-- Start Extract provided --
Cities in Texas that start with V represent the values of Texas. Texas’ values mean many things and are the blending of many distinct cultures including Tejano, Cajun, Irish, African American, German, Czech, and Native American.
Texas culture and values are a thing all of their own and are a powerful influence on American culture as a whole. Texas values center around its history and families strongly influenced by ranching and cowboy culture and agriculture.
Texas values include things like integrity, generosity, courage, gratitude, and freedom. Most of all we value our hard-working friends and neighbors who make our great state what it is.
Top Texas Cities That Start With V
Many cities in Texas start with a V, so we’ve put together a shortlist of our favorite ’V’ Texas cities.
- Van Alstyne
Victoria is located near the intersection of U.S. highways 59, 77, and 87 in central Victoria County, for which it is the county seat. The Guadalupe River forms part of the boundary and runs through the city’s east side, only thirty miles from the Gulf of Mexico and the Texas coastline.
Martín De León established Victoria in 1824. He named the city Guadalupe Victoria for the first president of the newly established Republic of Mexico. Fifteen years later, in 1839, the city was incorporated under the Republic of Texas as Victoria.
Local ranchers who raised cattle supported the early economy of Victoria, and in 1869, they established one of the first meat packing plants there. The railroad was built through the area by 1861 and by 1871 it was part of the New York, Texas Mexican Railway.
The establishment of the city in the early 19th century makes it one of the state’s oldest historic cities. First published in 1846 the Victoria Advocate is the state’s second-oldest existing newspaper.
Victoria’s growth has been consistent since its founding. Following Texas’ annexation into the United States of America, there was an influx of anglo settlers, many of whom hailed from Germany.
The city welcomed their wealth of valuable skills and expertise that fueled technological, economic, and social progress. These contributions helped diversify and modernize local industries, enabling Victoria to compete with any major city.
-- End Extract provided --
-- Start Data extract --
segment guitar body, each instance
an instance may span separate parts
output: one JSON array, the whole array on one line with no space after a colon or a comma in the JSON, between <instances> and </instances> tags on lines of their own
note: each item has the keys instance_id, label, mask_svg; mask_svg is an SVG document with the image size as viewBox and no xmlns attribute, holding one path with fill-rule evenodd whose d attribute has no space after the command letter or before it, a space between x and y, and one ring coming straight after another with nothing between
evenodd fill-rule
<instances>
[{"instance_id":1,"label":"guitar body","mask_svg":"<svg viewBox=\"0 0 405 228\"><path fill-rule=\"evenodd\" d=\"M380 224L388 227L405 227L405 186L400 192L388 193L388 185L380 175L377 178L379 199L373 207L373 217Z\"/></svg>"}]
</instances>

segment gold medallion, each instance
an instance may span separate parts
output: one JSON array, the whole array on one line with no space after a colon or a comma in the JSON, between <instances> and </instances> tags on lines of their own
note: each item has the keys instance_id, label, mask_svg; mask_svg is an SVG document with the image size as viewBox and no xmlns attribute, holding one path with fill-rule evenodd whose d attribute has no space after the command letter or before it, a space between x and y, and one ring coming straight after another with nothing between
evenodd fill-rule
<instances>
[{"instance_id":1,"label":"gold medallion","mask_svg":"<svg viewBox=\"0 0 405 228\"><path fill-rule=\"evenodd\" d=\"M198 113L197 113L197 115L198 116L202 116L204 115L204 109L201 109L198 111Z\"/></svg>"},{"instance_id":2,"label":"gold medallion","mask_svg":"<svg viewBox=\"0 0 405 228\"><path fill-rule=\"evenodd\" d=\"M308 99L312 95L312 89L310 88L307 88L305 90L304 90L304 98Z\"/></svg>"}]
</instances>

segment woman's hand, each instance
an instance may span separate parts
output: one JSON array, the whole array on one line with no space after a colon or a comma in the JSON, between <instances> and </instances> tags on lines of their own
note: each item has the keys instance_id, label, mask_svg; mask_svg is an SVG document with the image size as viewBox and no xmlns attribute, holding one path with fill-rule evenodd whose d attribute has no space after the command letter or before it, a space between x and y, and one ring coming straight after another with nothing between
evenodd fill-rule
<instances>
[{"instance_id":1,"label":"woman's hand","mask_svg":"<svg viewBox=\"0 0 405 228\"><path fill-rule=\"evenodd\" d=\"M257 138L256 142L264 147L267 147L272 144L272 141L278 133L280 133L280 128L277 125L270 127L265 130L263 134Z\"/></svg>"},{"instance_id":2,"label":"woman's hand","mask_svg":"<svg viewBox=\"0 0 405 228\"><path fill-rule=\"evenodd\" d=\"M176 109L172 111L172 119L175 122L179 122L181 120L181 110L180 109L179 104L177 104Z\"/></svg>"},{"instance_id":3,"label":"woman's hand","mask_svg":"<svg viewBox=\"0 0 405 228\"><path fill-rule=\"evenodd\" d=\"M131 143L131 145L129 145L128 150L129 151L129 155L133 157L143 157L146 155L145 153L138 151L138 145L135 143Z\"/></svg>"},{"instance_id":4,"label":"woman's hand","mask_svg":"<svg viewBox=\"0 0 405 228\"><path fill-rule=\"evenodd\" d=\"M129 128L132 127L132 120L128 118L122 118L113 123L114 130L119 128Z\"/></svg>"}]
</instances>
-- End Data extract --
Exercise task A =
According to the article on Texas cities that start with V, why does Victoria count among the state's oldest historic cities? Answer in one or two sentences.
Exercise task B =
Summarize the article on Texas cities that start with V in three sentences.
Exercise task C =
Extend the article on Texas cities that start with V, continuing from its final sentence.
The records are not required for this work.

Exercise result A =
Victoria counts among the state's oldest historic cities because it was established in the early 19th century, when Martín De León founded it in 1824.

Exercise result B =
Texas values, shaped by many cultures and by ranching, cowboy life, and agriculture, include integrity, generosity, courage, gratitude, and freedom. Victoria, the county seat of Victoria County near the Guadalupe River, was founded by Martín De León in 1824 and incorporated under the Republic of Texas in 1839. Its early economy rested on cattle ranching, and after annexation an influx of settlers, many from Germany, brought skills that helped diversify and modernize local industries.

Exercise result C =
The 1870s saw telegraph service come to Victoria and the arrival of local telephone service shortly thereafter. In 1890 the Victoria Light, Power, and Ice company was established.
The city has long been an active center for the arts. G.H. Hauschild’s Opera House hosted nationally renowned musicians, politicians, and orators for nearly four decades starting in 1893.
Today, Victoria continues to prosper with industries in oil, agribusiness, manufacturing petrochemicals, tourism, and recreation.
Vernon is on U.S. highways 183,283,287, and 70 located in and the county seat of Wilbarger County. The city is just south of the Pease River, fifteen miles from the Red River and the Texas/Oklahoma border.
The Native American Tonkawa’s called the site of the present-day city of Vernon, Eagle Springs. The Battle of Pease River, which pit white settlers and military against the Comanche, caused the death of their chief, Peta Nocona, and the capture of his white wife Cynthia Ann Parker.
The Comanche captured Cynthia Parker when she was nine years old and she assimilated into the tribe. She was the mother of the last Comanche chief, Qunnah Parker.
Residents established Vernon in 1880. An estimated seven million head of cattle passed through both Vernon and the now ghost town of Doans between 1873 and the 1890s on the Great Western Cattle Trail.
Officials selected Vernon, with a population of twenty-five people, as the county seat after establishing Wilbarger County on October 10, 1881. The Fort Worth & Denver Railway reached the town and the people of Wilbarger County built a courthouse by 1886.
Vernon Hosts the Santa Rosa Rodeo
Daniel Waggoner established the Waggoner Ranch which is the largest ranch in Texas that is under one fence. He located it thirteen miles south of Vernon. It is the second largest ranch in Texas (after the King Ranch). It spans six counties and is half the size of Rhode Island.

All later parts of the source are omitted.